— begin —

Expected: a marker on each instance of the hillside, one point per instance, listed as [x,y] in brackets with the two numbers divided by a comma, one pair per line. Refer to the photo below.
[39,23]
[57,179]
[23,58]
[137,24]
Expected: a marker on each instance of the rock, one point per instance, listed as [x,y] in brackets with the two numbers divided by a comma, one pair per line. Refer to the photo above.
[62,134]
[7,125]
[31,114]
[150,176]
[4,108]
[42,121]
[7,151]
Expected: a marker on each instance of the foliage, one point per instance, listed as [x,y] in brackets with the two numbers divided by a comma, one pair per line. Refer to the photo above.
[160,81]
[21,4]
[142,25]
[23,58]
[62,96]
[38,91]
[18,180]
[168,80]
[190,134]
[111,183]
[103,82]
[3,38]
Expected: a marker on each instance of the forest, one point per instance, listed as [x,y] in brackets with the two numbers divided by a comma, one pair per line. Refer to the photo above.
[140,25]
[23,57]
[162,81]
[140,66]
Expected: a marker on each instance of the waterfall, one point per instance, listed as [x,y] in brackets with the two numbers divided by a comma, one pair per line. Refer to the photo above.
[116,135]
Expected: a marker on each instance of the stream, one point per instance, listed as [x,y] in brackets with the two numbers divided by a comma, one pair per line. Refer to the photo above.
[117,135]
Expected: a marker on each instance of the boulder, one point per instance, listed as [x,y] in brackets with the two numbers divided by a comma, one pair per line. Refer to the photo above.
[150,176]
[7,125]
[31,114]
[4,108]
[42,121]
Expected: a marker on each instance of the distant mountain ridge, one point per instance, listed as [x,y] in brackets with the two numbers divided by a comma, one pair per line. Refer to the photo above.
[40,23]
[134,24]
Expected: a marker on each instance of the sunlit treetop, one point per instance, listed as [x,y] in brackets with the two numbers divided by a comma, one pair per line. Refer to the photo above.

— end —

- WHAT YOU ARE ASKED TO DO -
Output all of the material exactly as written.

- FINISHED ANSWER -
Expected: a marker on each instance of the hillside, one point per instance, listed as [x,y] in brackets with the two numbers divided by a comma, one pair per line. Refer to the photo below.
[39,23]
[57,179]
[23,58]
[137,24]
Expected: a marker on each instance of the rock, one point per instance, listed as [x,y] in brackets with the two numbers divided by a comma, one pair per line. Refer to the photo above.
[62,134]
[7,125]
[31,114]
[150,176]
[4,108]
[42,121]
[7,151]
Expected: a marker on each instance of the foliage, one point per instance, listed as [x,y] in brackets with the two numbers divided by a comma, one pair per line. Refer to the photo above.
[160,81]
[21,4]
[142,25]
[23,58]
[62,96]
[38,91]
[18,180]
[168,80]
[190,134]
[111,183]
[103,82]
[3,38]
Expected: a marker on each instance of the forest, one point per instance, listed as [x,y] in brackets with the two numbers divided by a comma, one pair per line. Refer to the photo above.
[140,25]
[23,57]
[162,81]
[140,66]
Expected: a marker on each instance of the waterfall, one point per instance, listed as [x,y] in brackets with the two numbers divided by a comma, one pair per line. Refer to the photo above.
[116,135]
Expected: a marker on each instance of the stream, one point per instance, listed as [x,y] in brackets with the two numbers divided by a comma, one pair per line. Refer to the photo above.
[117,135]
Expected: a marker on each instance of the boulder, one point per instance, listed as [x,y] in brackets with the two numbers divided by a comma, one pair per line. Refer to the photo above.
[150,176]
[7,125]
[31,114]
[4,108]
[42,121]
Expected: a marker on each instance of the distant mountain ridge, one point per instance, listed as [x,y] in brackets with the two numbers divided by a comma, one pair per line. Refer to the photo above.
[40,23]
[134,24]
Expected: a marker on each instance of the sunlit treetop, one point per instance, listed as [x,y] in brackets with the two numbers divided by a comma, one pair per line. Refer to the photo above.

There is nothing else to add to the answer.